* What this task involves
Reproduce all of the data exactly.

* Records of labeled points
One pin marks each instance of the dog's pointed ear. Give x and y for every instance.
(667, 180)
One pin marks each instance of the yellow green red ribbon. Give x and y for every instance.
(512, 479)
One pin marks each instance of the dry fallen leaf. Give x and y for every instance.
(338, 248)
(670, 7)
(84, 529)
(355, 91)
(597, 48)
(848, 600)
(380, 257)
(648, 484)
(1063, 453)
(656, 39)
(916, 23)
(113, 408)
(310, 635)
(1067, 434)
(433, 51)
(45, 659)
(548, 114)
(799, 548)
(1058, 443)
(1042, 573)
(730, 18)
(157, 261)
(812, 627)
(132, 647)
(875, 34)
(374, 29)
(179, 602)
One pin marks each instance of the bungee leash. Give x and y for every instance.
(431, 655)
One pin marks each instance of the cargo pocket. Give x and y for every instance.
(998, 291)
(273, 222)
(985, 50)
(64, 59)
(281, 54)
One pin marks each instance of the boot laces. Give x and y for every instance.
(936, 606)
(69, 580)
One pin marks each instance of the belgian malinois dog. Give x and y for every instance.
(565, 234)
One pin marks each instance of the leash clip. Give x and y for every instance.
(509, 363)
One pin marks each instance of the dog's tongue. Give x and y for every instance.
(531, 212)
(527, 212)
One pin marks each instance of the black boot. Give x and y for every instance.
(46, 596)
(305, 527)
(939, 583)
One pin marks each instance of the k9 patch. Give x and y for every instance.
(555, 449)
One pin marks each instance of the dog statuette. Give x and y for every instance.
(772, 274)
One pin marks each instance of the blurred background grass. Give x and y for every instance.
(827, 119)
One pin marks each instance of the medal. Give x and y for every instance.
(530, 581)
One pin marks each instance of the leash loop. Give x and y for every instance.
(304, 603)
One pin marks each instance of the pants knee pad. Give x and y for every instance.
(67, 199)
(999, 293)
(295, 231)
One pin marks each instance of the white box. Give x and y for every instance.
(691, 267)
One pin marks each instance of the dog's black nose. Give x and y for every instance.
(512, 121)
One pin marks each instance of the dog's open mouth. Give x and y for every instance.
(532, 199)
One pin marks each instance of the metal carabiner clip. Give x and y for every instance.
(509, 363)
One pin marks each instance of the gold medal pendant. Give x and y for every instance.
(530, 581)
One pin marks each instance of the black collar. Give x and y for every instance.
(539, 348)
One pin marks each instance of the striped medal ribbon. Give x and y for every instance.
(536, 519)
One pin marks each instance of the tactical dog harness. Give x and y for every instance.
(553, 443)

* Task solution
One pin marks each instance of the dog's pointed ear. Give x and y for every instance.
(667, 180)
One pin marks each instance of the yellow green red ribbon. Give x and y for every instance.
(512, 479)
One pin marks each instance of the dry fallen leaf. Give x and y for every instance.
(338, 248)
(670, 7)
(84, 529)
(355, 91)
(597, 48)
(848, 600)
(380, 257)
(648, 484)
(1063, 453)
(656, 39)
(916, 23)
(113, 408)
(310, 635)
(1067, 434)
(433, 51)
(45, 659)
(548, 114)
(799, 548)
(1058, 443)
(1042, 573)
(730, 18)
(157, 261)
(812, 627)
(132, 647)
(875, 34)
(374, 29)
(179, 602)
One pin marks each instance of the bungee leash. Give x and y for every instance.
(431, 655)
One pin marks each instance of the cargo pocket. Give x and y for every instance.
(998, 291)
(273, 222)
(985, 50)
(64, 59)
(281, 54)
One pin marks each instance of the boot laces. Give x and y for every instance.
(936, 606)
(69, 580)
One pin marks each instance of the belgian malinois dog. Give x and y for every instance.
(565, 234)
One pin marks each instance of the leash clip. Give x and y for every instance.
(509, 363)
One pin marks each instance of the dog's tongue. Give x and y for every instance.
(531, 212)
(527, 212)
One pin marks each instance of the black boot. Give x and y for every instance.
(46, 596)
(305, 527)
(939, 583)
One pin marks each instance of the k9 patch. Give x and y for every instance.
(555, 449)
One pin marks each instance of the dog statuette. Give x and y for every instance.
(772, 274)
One pin marks each instance of the blurred background grass. Give x and y for every instance.
(827, 119)
One pin marks each instance of the medal. Give x and y for every instance.
(530, 581)
One pin marks each instance of the leash loop. Give x and y for every instance.
(304, 603)
One pin marks each instance of the pants knee pad. Give x and y for every instance.
(67, 199)
(999, 293)
(295, 231)
One pin marks each instance of the white box. Give x and y for every instance.
(691, 267)
One pin marks each instance of the dog's black nose. Give x and y for every instance.
(512, 121)
One pin marks each instance of the dog's open mouth. Give x and y for every instance.
(532, 199)
One pin marks each instance of the metal carabiner clip. Give x and y for every instance.
(509, 363)
One pin marks each instance of the gold medal pendant. Give x and y for every instance.
(530, 581)
One pin marks each instance of the black collar. Give x and y for every instance.
(539, 348)
One pin marks each instance of the striped medal ribbon. Give x and y for every instance.
(536, 519)
One pin marks each instance of the tactical dog harness. Give x and y for every instance.
(553, 443)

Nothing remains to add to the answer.